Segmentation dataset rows
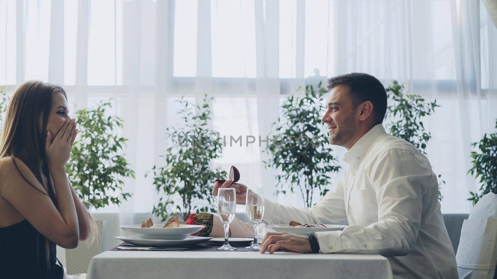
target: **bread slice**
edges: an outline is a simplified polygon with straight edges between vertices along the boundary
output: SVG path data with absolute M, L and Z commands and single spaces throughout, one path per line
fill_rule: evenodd
M 142 222 L 142 228 L 150 228 L 153 225 L 154 223 L 152 223 L 152 218 L 149 218 L 149 219 L 146 222 Z
M 179 226 L 179 216 L 175 215 L 167 221 L 163 228 L 177 228 Z
M 176 221 L 173 221 L 164 225 L 165 228 L 177 228 L 179 227 L 179 223 Z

### THE TASK
Report each line of the rows above that contains the word "with", copying those lines in full.

### EXERCISE RESULT
edges: an outline is a simplified polygon with straight edges between vertices along the boundary
output: SVG path data with absolute M, L and Z commands and single spaces throughout, one path per line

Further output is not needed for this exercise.